• **Instructions for the task**
Given the entries that follow, write out exactly the lines starting at the one containing "column 283, row 27" and ending at the one containing "column 350, row 144", both ends included, and only those.

• **Data for this task**
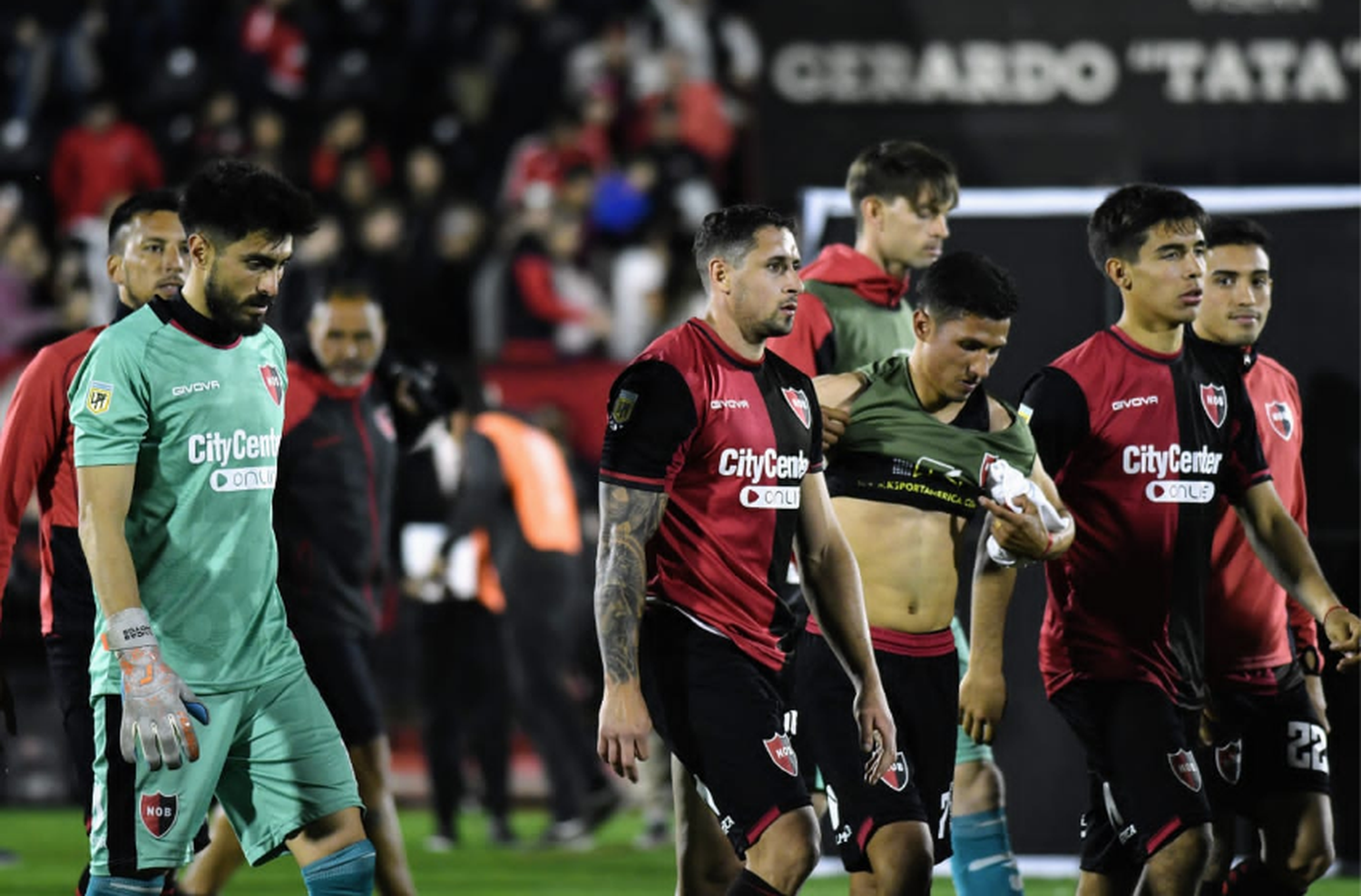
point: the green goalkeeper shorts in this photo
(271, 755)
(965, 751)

---

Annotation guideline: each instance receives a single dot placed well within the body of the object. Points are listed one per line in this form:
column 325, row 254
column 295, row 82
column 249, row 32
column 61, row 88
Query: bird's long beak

* * *

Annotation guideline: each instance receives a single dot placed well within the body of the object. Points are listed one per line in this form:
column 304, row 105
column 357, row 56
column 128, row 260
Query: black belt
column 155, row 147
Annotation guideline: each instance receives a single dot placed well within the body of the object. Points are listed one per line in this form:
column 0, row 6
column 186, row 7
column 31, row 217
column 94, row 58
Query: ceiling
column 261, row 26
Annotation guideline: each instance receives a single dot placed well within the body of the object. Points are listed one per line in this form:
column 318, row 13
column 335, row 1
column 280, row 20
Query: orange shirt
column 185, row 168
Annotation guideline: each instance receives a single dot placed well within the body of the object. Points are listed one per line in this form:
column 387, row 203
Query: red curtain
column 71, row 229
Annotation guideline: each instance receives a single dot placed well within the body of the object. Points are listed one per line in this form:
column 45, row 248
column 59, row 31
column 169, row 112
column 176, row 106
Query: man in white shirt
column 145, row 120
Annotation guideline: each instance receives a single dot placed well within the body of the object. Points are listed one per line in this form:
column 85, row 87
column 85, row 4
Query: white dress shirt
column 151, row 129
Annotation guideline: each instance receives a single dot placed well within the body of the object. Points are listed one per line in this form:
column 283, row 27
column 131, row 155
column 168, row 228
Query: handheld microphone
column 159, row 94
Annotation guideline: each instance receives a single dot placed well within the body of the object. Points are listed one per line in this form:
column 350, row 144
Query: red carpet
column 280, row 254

• **Output for this task**
column 283, row 27
column 131, row 155
column 168, row 228
Query: handheld microphone
column 159, row 94
Annotation guideline: each instance receives a single dot placed well within the body of the object. Points are listed one per line in this form:
column 350, row 144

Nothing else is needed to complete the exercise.